# EXTRACTED RECORDS
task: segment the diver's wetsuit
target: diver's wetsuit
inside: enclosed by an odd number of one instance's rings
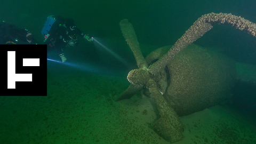
[[[45,42],[47,49],[56,49],[59,54],[63,53],[62,48],[65,47],[69,40],[74,40],[77,43],[76,35],[83,36],[83,33],[78,28],[71,30],[70,27],[75,26],[71,19],[65,19],[61,16],[54,16],[56,21],[53,23],[48,34],[49,37]],[[65,27],[66,26],[66,27]]]

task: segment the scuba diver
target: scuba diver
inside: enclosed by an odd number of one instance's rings
[[[0,23],[0,44],[37,44],[34,35],[26,29],[21,29],[4,21]]]
[[[47,50],[55,49],[62,62],[67,60],[63,52],[63,48],[77,45],[77,36],[81,36],[89,42],[93,41],[92,37],[77,28],[73,19],[61,16],[49,16],[41,33],[44,37],[44,42],[47,44]]]

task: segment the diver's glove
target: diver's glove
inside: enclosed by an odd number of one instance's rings
[[[67,58],[66,58],[65,55],[64,55],[64,53],[61,54],[59,55],[60,58],[61,58],[61,60],[62,60],[62,62],[64,62],[67,61]]]
[[[84,36],[84,38],[86,39],[87,41],[88,41],[89,42],[92,42],[92,41],[93,41],[92,38],[89,36],[88,35],[85,35]]]

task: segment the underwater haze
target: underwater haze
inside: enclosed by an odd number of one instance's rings
[[[47,95],[0,97],[0,143],[170,143],[150,126],[154,105],[142,92],[115,101],[138,68],[119,23],[127,19],[143,55],[173,45],[194,22],[210,13],[231,13],[256,23],[252,0],[3,1],[2,21],[41,32],[49,15],[74,20],[95,38],[79,38],[65,50],[67,61],[48,53]],[[235,27],[215,25],[194,44],[236,63],[231,98],[180,116],[183,139],[174,143],[256,143],[256,39]],[[199,56],[198,56],[199,57]]]

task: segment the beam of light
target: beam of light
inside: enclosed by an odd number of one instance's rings
[[[49,58],[47,58],[47,60],[50,61],[53,61],[57,63],[61,63],[61,65],[66,65],[73,68],[77,68],[80,70],[85,70],[89,72],[91,72],[91,73],[100,73],[100,69],[99,69],[98,68],[97,68],[95,67],[90,66],[86,63],[79,64],[78,63],[74,63],[74,62],[67,62],[67,61],[62,62],[61,61],[55,60],[51,59]]]
[[[107,46],[102,44],[101,43],[99,42],[95,37],[92,37],[92,39],[93,39],[93,44],[94,44],[95,46],[97,46],[99,47],[99,45],[101,47],[104,48],[105,50],[106,50],[107,52],[108,52],[109,53],[110,53],[113,57],[114,57],[116,59],[118,59],[119,61],[122,62],[123,63],[125,64],[126,65],[127,65],[127,62],[122,58],[121,58],[118,54],[117,53],[115,53],[113,51],[111,51],[110,49],[108,48]],[[98,38],[97,38],[98,39]]]

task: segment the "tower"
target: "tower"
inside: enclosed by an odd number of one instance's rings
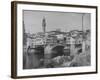
[[[45,33],[46,32],[46,20],[45,20],[45,17],[42,20],[42,27],[43,27],[43,32]]]

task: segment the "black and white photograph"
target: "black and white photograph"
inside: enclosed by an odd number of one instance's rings
[[[90,13],[23,10],[23,69],[91,65]]]
[[[97,7],[12,2],[12,77],[97,73]]]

# DESCRIPTION OF THE TASK
Identify every line in the rows above that contains the string "diver", and copy each of those lines in full.

# REPLY
task: segment the diver's wetsuit
target: diver's wetsuit
task: segment the scuba diver
target: scuba diver
task: segment the diver's glove
target: diver's glove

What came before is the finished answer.